Pointing and labeling entries:
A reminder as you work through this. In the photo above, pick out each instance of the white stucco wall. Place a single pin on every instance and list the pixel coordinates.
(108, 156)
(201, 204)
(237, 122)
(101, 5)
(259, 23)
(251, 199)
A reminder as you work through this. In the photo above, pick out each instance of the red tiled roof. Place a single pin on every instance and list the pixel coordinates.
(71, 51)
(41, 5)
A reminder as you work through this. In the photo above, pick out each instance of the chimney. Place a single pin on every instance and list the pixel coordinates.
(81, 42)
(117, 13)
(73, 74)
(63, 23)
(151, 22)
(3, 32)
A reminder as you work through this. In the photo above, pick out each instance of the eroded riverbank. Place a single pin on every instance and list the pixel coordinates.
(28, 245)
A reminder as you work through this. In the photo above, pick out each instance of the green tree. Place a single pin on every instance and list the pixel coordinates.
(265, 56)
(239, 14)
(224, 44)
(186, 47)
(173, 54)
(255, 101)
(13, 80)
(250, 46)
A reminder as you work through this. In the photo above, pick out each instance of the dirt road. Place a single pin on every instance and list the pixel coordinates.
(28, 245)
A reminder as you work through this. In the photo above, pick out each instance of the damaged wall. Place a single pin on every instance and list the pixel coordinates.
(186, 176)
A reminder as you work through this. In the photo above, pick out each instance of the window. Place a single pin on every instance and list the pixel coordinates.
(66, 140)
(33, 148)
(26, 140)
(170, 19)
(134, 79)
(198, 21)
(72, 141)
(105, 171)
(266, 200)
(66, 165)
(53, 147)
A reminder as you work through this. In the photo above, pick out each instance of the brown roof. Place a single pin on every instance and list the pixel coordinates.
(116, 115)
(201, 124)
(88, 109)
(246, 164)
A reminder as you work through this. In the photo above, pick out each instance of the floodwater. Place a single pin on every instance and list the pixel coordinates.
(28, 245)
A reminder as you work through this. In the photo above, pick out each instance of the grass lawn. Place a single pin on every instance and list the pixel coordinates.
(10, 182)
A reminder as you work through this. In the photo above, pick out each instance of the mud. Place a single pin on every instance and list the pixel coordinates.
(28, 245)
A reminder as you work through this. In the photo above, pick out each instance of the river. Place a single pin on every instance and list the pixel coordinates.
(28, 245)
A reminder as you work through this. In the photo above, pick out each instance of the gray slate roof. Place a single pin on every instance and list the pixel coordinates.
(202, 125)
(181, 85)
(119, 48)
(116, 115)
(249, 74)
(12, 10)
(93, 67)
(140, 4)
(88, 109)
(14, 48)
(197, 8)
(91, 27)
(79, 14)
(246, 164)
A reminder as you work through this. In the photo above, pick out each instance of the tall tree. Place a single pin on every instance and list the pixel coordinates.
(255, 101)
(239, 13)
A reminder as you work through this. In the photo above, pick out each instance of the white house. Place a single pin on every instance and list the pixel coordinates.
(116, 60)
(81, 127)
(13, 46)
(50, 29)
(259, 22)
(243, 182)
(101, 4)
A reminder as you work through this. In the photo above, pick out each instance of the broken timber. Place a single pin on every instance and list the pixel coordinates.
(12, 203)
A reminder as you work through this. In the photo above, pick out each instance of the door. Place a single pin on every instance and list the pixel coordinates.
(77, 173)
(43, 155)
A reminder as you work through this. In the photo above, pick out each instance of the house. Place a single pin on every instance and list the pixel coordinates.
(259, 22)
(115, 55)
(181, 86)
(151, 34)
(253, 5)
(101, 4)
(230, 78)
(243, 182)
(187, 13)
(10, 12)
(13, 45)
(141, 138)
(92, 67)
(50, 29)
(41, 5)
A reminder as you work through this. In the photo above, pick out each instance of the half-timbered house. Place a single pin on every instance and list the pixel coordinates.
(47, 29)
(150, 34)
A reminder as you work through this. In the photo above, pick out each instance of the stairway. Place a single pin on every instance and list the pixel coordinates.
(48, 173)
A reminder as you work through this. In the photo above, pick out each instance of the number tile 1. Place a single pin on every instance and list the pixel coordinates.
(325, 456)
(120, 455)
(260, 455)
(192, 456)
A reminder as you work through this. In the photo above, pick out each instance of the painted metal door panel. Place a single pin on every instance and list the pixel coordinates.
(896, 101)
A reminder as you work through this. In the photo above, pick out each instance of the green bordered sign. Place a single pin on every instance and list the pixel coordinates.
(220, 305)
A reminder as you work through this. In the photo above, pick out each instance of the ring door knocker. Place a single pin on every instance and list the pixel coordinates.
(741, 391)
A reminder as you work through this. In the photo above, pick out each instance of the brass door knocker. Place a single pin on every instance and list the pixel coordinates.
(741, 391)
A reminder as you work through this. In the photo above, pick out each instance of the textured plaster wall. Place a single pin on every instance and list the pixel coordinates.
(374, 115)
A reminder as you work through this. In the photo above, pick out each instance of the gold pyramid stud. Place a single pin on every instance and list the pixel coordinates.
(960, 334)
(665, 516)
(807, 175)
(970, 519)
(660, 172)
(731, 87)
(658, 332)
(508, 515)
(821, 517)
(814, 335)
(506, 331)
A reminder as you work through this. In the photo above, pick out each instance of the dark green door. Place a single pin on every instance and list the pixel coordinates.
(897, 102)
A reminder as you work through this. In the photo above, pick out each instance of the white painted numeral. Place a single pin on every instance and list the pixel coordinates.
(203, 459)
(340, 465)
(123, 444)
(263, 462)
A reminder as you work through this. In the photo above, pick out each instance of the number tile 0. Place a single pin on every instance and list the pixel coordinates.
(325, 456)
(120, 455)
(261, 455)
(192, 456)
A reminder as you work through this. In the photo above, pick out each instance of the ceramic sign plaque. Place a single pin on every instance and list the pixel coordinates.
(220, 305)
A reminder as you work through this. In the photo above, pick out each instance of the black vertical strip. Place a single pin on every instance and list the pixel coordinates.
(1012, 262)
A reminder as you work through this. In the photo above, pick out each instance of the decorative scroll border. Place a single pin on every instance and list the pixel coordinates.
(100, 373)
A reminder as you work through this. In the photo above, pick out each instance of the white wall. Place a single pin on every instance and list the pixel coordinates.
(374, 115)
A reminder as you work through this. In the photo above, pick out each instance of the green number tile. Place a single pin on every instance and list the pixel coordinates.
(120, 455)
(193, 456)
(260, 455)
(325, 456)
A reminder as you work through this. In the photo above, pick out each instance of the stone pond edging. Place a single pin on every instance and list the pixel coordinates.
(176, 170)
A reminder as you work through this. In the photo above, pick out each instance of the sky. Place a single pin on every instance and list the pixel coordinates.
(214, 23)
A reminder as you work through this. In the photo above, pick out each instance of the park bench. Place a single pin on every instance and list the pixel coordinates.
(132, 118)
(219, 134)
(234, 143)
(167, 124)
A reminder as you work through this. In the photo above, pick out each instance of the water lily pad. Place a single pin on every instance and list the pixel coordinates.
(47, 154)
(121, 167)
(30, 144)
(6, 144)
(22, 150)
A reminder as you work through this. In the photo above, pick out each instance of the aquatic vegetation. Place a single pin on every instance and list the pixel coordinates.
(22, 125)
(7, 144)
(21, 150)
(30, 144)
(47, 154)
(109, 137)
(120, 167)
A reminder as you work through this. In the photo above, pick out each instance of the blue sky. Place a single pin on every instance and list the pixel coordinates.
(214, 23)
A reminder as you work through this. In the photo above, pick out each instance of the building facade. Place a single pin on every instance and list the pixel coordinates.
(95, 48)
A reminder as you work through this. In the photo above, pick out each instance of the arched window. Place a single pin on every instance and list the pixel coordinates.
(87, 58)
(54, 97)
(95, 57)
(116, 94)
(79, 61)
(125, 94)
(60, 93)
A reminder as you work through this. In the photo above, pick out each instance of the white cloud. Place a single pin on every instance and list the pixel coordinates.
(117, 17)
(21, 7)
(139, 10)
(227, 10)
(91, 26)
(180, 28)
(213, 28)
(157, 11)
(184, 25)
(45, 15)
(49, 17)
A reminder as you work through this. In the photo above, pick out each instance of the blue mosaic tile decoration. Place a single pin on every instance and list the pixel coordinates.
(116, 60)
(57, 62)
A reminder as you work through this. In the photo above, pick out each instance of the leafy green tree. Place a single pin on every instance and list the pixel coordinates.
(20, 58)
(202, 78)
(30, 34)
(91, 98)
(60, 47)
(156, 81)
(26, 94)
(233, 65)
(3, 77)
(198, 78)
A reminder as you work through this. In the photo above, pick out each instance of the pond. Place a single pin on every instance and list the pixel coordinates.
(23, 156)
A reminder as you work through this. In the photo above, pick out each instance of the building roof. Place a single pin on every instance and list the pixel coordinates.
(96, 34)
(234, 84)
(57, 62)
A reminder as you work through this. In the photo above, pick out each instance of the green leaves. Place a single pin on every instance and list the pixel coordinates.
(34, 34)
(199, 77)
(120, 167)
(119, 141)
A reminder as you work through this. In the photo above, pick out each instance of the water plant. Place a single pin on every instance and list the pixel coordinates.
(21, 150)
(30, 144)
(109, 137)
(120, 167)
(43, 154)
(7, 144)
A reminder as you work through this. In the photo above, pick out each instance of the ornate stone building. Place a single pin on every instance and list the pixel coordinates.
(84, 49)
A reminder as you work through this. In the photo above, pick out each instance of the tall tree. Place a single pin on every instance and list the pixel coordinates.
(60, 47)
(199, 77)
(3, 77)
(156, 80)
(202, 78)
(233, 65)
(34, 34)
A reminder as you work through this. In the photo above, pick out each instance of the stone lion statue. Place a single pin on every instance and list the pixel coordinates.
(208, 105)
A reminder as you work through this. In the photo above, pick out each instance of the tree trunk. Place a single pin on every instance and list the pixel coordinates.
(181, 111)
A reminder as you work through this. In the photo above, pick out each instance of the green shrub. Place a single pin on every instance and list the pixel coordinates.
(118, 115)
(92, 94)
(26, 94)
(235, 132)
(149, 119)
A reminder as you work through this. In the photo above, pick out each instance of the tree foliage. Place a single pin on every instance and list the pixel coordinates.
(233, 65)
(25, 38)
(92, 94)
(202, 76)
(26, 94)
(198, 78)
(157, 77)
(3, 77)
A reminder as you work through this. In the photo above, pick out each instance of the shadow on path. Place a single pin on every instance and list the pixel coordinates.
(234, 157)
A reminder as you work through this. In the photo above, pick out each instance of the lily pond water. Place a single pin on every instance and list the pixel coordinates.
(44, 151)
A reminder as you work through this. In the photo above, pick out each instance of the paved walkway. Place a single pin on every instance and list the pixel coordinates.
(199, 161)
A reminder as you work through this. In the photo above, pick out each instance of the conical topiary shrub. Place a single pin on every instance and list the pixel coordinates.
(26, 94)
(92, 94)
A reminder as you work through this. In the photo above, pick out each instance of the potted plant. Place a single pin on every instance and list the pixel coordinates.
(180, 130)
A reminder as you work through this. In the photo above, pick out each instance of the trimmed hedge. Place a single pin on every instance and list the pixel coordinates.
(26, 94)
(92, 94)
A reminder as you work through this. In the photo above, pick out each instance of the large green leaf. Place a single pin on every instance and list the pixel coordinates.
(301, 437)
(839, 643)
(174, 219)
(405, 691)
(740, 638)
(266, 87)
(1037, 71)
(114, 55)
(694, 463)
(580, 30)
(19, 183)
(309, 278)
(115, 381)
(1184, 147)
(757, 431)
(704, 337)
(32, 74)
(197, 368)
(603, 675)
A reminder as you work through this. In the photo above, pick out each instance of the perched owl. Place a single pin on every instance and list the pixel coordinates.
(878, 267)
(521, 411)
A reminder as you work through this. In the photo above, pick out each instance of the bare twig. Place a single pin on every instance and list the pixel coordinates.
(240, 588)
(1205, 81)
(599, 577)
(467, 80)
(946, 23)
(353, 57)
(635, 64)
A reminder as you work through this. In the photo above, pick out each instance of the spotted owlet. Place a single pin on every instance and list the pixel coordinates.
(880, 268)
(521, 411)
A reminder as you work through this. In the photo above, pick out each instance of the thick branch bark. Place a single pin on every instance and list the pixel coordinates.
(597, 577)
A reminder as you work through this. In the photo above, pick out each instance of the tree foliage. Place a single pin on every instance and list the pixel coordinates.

*Given request:* Take the lines from the one containing "of the trimmed" to the last line of the material above and write them out exactly.

*Result:*
A reminder as you work through this. In the photo above, pick out each instance of the trimmed hedge. Place a single pin on every instance and list the pixel coordinates.
(26, 94)
(92, 94)
A reminder as you work through this. In the photo above, pick out each instance of the large green leaf. Place a single pin on every instance and list the pixel coordinates.
(301, 437)
(839, 643)
(174, 219)
(405, 691)
(740, 638)
(266, 87)
(1037, 71)
(114, 55)
(694, 463)
(580, 30)
(19, 183)
(309, 278)
(115, 381)
(1184, 147)
(757, 431)
(704, 337)
(32, 74)
(197, 368)
(603, 675)
A reminder as you work through this. In the photo above, pick out each instance of the perched owl. Place a single pin on every instance and list the pixel coordinates.
(878, 267)
(521, 411)
A reminder as you work through this. In the photo above, pick out each instance of the bare twig. Place a single pin on every instance and list the pixel coordinates.
(240, 588)
(1205, 81)
(599, 577)
(467, 80)
(946, 23)
(353, 57)
(635, 64)
A reminder as you work through this. In the photo above, pick out each instance of the spotted owlet. Place a single pin on every instance and list the pixel coordinates.
(880, 268)
(521, 411)
A reminder as you work through this. In the photo above, pick out each instance of the thick branch bark. Place a single pin on every instance and list the pixel coordinates.
(597, 577)
A reminder as you work through this. In the photo above, pick out each instance of the tree foliage. Place a single pin on every instance and list the pixel coordinates.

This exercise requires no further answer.